>> START Records supplied

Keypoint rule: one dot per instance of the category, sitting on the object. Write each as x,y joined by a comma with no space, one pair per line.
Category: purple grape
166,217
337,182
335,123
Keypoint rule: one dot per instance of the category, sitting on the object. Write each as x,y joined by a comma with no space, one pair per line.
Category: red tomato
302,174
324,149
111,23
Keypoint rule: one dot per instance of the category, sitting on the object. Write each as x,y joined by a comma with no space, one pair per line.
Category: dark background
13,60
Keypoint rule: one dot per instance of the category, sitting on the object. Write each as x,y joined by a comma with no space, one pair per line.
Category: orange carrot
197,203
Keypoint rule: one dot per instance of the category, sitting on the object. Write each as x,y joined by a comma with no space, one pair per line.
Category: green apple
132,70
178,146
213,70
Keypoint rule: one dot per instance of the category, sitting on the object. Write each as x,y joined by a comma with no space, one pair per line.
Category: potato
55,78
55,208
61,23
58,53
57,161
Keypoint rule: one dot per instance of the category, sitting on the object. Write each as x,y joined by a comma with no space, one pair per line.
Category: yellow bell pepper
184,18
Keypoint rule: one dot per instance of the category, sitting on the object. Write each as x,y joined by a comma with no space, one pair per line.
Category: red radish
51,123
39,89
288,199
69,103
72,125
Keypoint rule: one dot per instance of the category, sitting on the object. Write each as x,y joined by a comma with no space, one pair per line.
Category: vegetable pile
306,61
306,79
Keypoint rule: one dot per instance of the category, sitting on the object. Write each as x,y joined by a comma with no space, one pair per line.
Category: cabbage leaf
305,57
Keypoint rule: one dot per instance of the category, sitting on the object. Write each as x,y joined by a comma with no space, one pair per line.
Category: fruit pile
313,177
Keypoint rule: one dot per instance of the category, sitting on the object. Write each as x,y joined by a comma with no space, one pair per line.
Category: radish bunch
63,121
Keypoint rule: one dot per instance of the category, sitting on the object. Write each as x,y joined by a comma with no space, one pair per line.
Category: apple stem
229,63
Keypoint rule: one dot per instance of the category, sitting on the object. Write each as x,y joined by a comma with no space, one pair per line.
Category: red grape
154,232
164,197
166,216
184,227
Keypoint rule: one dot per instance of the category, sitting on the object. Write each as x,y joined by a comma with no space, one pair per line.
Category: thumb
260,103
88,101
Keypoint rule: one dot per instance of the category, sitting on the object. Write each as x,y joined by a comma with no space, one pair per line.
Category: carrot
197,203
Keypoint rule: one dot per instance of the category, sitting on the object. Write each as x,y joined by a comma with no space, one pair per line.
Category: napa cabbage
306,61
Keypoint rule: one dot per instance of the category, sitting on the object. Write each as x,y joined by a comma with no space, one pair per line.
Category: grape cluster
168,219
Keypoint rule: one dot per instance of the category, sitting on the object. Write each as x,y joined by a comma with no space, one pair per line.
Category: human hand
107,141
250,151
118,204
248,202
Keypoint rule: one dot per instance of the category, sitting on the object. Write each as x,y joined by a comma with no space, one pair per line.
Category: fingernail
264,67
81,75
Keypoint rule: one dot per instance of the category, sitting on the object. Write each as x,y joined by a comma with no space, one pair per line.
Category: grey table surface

>> END Records supplied

Could you transcribe the records in full, exactly?

Keypoint rule: one dot per instance of the category, sitting on the object. Write each as x,y joined by a comma with no space, one pair per line.
Category: purple grape
166,217
337,182
335,123
Keypoint rule: one dot per instance of the category, sitting on the object. Write each as x,y joined by a comma with no space, one pair per line.
Category: red tomato
302,174
324,149
111,23
Keypoint rule: one dot per instance of the category, sitting on the object. Write each as x,y joined by a comma with no space, one pair per line.
Category: dark background
13,60
Keypoint rule: one dot per instance of the category, sitting on the object. Write each as x,y joined by a comma with no space, one pair per line.
Category: orange carrot
197,203
Keypoint rule: one dot per instance of the category, sitting on the object. Write each as x,y joined by a comma with no space, one pair per line.
Category: green apple
132,70
178,146
213,70
Keypoint rule: one dot per instance of the category, sitting on the object. Write each as x,y joined by a comma with no space, one pair per line.
Category: potato
55,78
55,208
61,23
58,53
57,161
Keypoint rule: one dot per instance of the category, sitting on the object. Write each as x,y joined by a comma with no space, one pair per line.
Category: yellow bell pepper
184,18
Keypoint rule: one dot per instance of the category, sitting on the object. Write each as x,y joined by a comma with no space, one pair per line.
Category: red radish
51,123
39,89
288,199
69,103
72,125
Keypoint rule: one dot per instance of the category, sitting on the object. Write each as x,y joined by a comma with no space, one pair per line.
Category: vegetable pile
306,61
306,79
Keypoint rule: one dot per instance of the category, sitting on the object. Write each as x,y joined by a comma with no space, one pair per line.
Category: cabbage leaf
305,57
Keypoint rule: one dot per instance of the category, sitting on the object. Write each as x,y joined by a comma with no space, one pair per line.
Category: fruit pile
313,177
Keypoint rule: one dot per instance of the category, sitting on the object. Write each as x,y joined by a comma with no space, one pair per line.
Category: radish bunch
63,121
Keypoint rule: one dot per instance of the category, sitting on the object. Write each as x,y joined by a comma with no space, one pair per line.
Category: apple stem
229,63
Keypoint rule: one dot per instance of the category, sitting on the object. Write each as x,y joined by a comma with no space, one pair per line.
Category: red grape
154,232
164,197
166,216
184,227
Keypoint rule: one dot per instance of the category, sitting on the object. Write each as x,y joined by a comma with no space, one pair per line.
Category: thumb
260,103
88,101
Keypoint rule: one dot per instance of the category, sitting on the object. Write each as x,y joined by a comma with no space, one pair per line.
Category: carrot
197,203
Keypoint rule: one dot per instance of the category, sitting on the object. Write each as x,y joined by a comma with no space, one pair per line.
Category: napa cabbage
306,61
Keypoint rule: one dot per instance of the category, sitting on the object. Write each as x,y joined by a comma with no space, one pair per line.
Category: grape cluster
168,219
Keypoint rule: one dot per instance of the category, sitting on the object. Write each as x,y joined by a comma with no space, one pair per line.
Category: human hand
107,141
250,151
118,204
248,202
Keypoint rule: one dot per instance of the category, sitting on the object. Write each as x,y joined by a comma with no space, one pair per line.
Category: fingernail
264,67
81,75
Keypoint rule: one dot per instance of the category, sitting on the object. Write each as x,y joined by a comma with no space, one pair per line.
Category: grey table surface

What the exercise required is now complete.